PROBLEM TO WORK ON
In full and without change, transcribe the records below.

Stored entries

------------------------------------

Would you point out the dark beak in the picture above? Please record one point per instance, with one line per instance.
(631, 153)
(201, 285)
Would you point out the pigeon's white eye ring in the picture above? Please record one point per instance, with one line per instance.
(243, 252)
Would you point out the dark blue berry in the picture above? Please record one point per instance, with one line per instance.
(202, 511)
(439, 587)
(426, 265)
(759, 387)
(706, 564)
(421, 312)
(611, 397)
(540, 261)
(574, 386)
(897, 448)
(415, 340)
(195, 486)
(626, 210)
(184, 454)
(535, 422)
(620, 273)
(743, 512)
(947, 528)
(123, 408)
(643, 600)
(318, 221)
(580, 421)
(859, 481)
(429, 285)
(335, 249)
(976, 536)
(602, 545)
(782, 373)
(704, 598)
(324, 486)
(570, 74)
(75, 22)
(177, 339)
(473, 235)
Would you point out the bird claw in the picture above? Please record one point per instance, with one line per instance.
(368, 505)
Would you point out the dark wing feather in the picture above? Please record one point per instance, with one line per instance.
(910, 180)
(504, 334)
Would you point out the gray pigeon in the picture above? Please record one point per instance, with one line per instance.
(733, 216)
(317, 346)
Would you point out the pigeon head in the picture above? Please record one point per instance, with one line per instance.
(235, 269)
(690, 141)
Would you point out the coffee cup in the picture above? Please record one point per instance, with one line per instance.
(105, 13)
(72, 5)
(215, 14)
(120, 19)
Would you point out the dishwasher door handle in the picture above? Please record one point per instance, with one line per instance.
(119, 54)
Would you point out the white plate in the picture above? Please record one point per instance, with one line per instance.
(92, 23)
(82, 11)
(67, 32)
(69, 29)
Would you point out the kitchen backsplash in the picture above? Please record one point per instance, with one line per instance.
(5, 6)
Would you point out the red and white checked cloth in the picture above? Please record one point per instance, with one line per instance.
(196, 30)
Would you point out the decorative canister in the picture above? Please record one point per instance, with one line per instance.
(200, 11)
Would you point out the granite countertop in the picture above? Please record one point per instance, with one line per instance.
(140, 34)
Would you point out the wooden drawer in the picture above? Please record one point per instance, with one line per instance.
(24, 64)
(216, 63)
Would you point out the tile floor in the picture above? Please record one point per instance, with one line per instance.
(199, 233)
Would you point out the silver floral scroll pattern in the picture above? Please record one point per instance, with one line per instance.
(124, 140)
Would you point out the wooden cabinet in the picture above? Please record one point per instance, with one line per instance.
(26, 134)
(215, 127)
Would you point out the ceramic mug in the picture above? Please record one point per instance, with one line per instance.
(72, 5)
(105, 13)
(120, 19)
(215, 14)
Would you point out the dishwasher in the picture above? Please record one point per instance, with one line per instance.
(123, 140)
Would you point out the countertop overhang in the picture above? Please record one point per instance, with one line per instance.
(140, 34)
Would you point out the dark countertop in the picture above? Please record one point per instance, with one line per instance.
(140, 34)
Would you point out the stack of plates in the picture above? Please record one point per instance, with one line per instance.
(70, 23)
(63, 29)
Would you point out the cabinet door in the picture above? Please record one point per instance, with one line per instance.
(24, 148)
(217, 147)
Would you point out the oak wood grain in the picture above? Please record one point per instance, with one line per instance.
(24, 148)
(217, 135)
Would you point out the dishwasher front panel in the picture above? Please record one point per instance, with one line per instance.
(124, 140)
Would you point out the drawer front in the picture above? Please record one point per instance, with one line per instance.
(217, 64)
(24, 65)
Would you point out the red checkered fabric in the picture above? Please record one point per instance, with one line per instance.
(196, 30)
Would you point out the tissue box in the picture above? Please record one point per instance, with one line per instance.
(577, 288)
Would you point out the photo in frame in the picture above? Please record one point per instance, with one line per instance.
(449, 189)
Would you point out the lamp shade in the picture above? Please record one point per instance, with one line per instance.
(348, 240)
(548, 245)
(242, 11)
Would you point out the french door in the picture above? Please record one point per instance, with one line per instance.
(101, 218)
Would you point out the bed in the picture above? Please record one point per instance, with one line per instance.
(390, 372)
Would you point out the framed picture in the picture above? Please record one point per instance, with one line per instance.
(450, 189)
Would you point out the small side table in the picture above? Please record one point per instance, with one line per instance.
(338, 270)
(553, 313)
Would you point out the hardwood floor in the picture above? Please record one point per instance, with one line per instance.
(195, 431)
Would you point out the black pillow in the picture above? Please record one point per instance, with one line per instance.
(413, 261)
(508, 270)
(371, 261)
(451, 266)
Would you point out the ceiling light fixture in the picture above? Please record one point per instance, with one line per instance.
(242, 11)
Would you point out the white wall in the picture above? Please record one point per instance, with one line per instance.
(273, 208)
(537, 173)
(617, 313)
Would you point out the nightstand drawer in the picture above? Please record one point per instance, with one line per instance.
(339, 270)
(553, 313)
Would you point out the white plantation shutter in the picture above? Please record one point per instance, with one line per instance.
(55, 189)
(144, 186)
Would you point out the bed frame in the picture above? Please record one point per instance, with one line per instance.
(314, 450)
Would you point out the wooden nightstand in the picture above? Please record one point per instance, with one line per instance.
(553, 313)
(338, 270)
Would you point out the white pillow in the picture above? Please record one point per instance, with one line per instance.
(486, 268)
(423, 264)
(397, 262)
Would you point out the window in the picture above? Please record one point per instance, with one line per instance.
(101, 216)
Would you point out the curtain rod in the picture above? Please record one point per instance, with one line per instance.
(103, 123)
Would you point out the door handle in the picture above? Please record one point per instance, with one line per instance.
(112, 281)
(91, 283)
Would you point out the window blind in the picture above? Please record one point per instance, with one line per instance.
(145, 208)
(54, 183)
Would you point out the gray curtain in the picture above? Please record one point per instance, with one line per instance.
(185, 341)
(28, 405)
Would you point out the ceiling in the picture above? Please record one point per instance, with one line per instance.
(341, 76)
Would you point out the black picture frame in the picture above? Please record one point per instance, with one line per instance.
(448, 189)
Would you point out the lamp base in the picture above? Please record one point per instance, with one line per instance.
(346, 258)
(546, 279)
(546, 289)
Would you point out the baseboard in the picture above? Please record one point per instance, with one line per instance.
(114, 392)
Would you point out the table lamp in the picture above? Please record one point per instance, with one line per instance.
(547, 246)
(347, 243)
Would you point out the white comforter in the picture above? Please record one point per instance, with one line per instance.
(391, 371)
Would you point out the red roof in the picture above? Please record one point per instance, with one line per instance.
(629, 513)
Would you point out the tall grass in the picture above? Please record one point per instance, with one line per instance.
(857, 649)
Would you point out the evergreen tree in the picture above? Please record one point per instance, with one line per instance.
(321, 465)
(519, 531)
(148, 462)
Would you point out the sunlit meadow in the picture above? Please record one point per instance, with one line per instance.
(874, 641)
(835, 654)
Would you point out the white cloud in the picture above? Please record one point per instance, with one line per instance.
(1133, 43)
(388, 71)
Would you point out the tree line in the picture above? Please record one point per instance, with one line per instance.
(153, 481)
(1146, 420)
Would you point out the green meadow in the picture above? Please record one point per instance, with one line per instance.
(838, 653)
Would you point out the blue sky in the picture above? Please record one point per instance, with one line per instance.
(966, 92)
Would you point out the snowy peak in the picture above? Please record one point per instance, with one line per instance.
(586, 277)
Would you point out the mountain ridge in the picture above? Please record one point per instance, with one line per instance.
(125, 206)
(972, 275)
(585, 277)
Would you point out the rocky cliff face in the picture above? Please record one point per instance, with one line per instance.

------------------------------------

RESULT
Would you point out the dark beak in the picture above? Please record one point per instance, with one line per instance.
(631, 153)
(201, 285)
Would you point out the pigeon's white eye ring in the picture above? Please record one point per instance, with one line per instance.
(243, 252)
Would you point out the dark blue berry in the picture above? Please record one point per instance, with one line per instance.
(202, 511)
(439, 587)
(426, 265)
(759, 387)
(706, 564)
(421, 312)
(611, 397)
(540, 261)
(574, 386)
(897, 448)
(415, 340)
(195, 486)
(626, 210)
(184, 454)
(535, 422)
(620, 273)
(743, 512)
(947, 528)
(123, 408)
(643, 600)
(318, 221)
(580, 421)
(859, 481)
(429, 285)
(335, 249)
(976, 536)
(602, 545)
(782, 373)
(704, 598)
(324, 486)
(570, 74)
(75, 22)
(177, 339)
(473, 235)
Would you point out the bird claw in the picture above? Please record one point per instance, with one line per instance.
(368, 505)
Would you point out the dark wing feather in the picture above? Please record one point per instance, with one line per instance.
(910, 180)
(504, 334)
Would you point out the gray pigeon in the picture above? Please record one point per instance, with one line per instance.
(733, 216)
(317, 346)
Would you point out the pigeon head in the picture above? Please record one point per instance, with one line per instance.
(235, 269)
(690, 141)
Would you point out the coffee cup in the picture above? Please record one point per instance, with one line per instance.
(105, 13)
(72, 5)
(215, 14)
(120, 19)
Would you point out the dishwasher door handle in the picture above? Please record one point per instance, with one line per instance.
(119, 54)
Would you point out the white plate in the picture above? Please record one point per instance, with one line per instance.
(92, 23)
(82, 11)
(67, 32)
(69, 29)
Would you point out the kitchen backsplash in the picture above? Please record one point per instance, with one line per instance.
(5, 6)
Would you point out the red and white checked cloth in the picture above? Please record one point per instance, with one line per instance.
(196, 30)
Would you point out the decorative canister in the picture above? Please record one point per instance, with one line per instance.
(200, 11)
Would you point out the granite countertop in the picture above? Please record one point per instance, with one line per instance.
(140, 34)
Would you point out the wooden drawer in the picture above? Please record one point per instance, with one line per instance.
(24, 64)
(216, 63)
Would you point out the tile floor in the picture above? Please record one point per instance, with one line per instance.
(199, 233)
Would you point out the silver floral scroll pattern in the picture above? Please record one point per instance, with one line per instance.
(124, 140)
Would you point out the wooden cabinet in the picture above? Please record one point per instance, with one line per instance.
(26, 134)
(215, 127)
Would you point out the ceramic mug in the picture above? Please record one point per instance, with one line per instance.
(72, 5)
(105, 13)
(120, 19)
(215, 14)
Would you point out the dishwasher in the picture above? Please record one point per instance, with one line per instance.
(123, 140)
Would you point out the countertop overhang in the picture above? Please record one point per instance, with one line per instance.
(140, 34)
Would you point out the dark countertop in the picture above? Please record one point per instance, with one line per instance.
(140, 34)
Would you point out the stack of plates in the picture above? Please record one point per instance, with one line per instance.
(70, 23)
(63, 29)
Would you point out the cabinet door in the picture above? Please record one point per instance, with one line per instance.
(24, 148)
(217, 147)
Would you point out the oak wood grain in the picture above? Please record one point per instance, with one line per instance.
(24, 148)
(217, 135)
Would you point out the dishwasher front panel in the picture above? Please record one point per instance, with one line per instance.
(124, 140)
Would you point out the drawer front in the picture above? Please record one point per instance, with one line per instance.
(217, 64)
(24, 65)
Would you point out the red checkered fabric in the picture above? Please record one point per instance, with one line per instance.
(196, 30)
Would you point out the tissue box in the picture above? Please record one point per instance, with one line per instance.
(577, 288)
Would you point out the photo in frame in the picture above? Please record one point per instance, with one line per instance.
(449, 189)
Would you point out the lamp shade in the picture above? Please record one point per instance, with one line per instance.
(348, 240)
(548, 245)
(242, 11)
Would you point out the french door in the picture above? Please record one point per instance, with one line per instance.
(101, 218)
Would you point out the bed in the picture above? Please record one point per instance, with one line per instance.
(390, 372)
Would you point out the framed picture in the picture above? Please record one point per instance, with one line per instance.
(450, 189)
Would you point out the small side table in the picture above? Please record one point per instance, with one line per instance.
(338, 270)
(553, 313)
Would you point out the hardwood floor in the picture above? Please record one point per instance, with one line per instance.
(195, 431)
Would you point out the black pillow in the picture above? Please record one point per instance, with one line per instance.
(413, 261)
(508, 270)
(371, 261)
(451, 266)
Would you point out the ceiling light fixture in the picture above? Please record one point per instance, with one line per instance.
(242, 11)
Would you point out the white wall in the picture above? Please record one point per instance, with one line per instance.
(273, 208)
(537, 173)
(617, 313)
Would you point out the nightstand drawer in the picture above? Please record one point per instance, with one line per instance.
(339, 270)
(553, 313)
Would you point out the white plantation shutter in the picture above? Please record one point per instance, with one line per instance.
(55, 189)
(144, 186)
Would you point out the bed frame in the picture above? Please record one point per instance, with one line per instance.
(314, 450)
Would you point out the wooden nightstand in the picture above? Please record one point per instance, with one line per instance.
(553, 313)
(338, 270)
Would you point out the white pillow in the picture above? Please record one point per instance, with one line per instance.
(486, 268)
(423, 264)
(397, 262)
Would you point out the window in the picture above? Please record one point per instance, with one line per instance.
(101, 216)
Would you point out the curtain rod in the picture above? Please record one point per instance, with one line per instance.
(103, 123)
Would you point out the door handle in the picture above? Please record one point per instance, with one line per instance.
(112, 281)
(91, 283)
Would you point out the window blind in the picture above? Please record one point per instance, with one line per instance.
(145, 208)
(54, 183)
Would you point out the gray curtain in the picture above? Please record one point per instance, with one line per instance.
(185, 341)
(28, 405)
Would you point out the ceiling in the picture above? Please record one point per instance, with one line per instance.
(341, 76)
Would you point out the black picture frame in the picture above? Please record one point per instance, with one line per instance.
(448, 189)
Would you point out the lamp base in the picture above? Please record one point per instance, with one line per instance.
(346, 258)
(546, 279)
(546, 289)
Would you point out the baseboard in the picture above? Please record one point per instance, with one line per instance.
(114, 392)
Would you point out the table lamp in the picture above? Please record one point per instance, with one line per instance.
(547, 246)
(347, 243)
Would you point out the white comforter in the picture above? Please record one point per instance, with one line per instance.
(391, 371)
Would you point out the red roof in the picture above? Please record one point per instance, with one line per instance.
(629, 513)
Would you point out the tall grass in the picture above? Please record one point per instance, with one line per instance.
(857, 649)
Would you point out the evergreen tree in the picture above? Please record one point per instance, with one line per instance.
(321, 465)
(519, 531)
(148, 462)
Would you point out the sunlit meadow in the picture above? Please record one point per instance, with one line per instance.
(874, 641)
(835, 654)
Would you point out the white cloud in the picture above? Please record one point per instance, with one line per instance.
(1133, 43)
(388, 71)
Would you point out the tree line in the picture above? Please record one point per instance, with one line per instance.
(153, 481)
(1146, 420)
Would you point out the green meadow in the picture above? Please record one point per instance, with one line per instance.
(838, 653)
Would you point out the blue sky in the picture above? Please record one point per instance, with one line per instance.
(966, 92)
Would you point out the snowy peak in the picture above? Please record one point per instance, with one line per instance.
(586, 277)
Would you point out the mountain ridge in the picture above? Please record one point per instance, with one line per instance.
(125, 206)
(972, 275)
(585, 277)
Would you point out the rocky cliff face in the picture above? Please record one point per instance, with one line per instance.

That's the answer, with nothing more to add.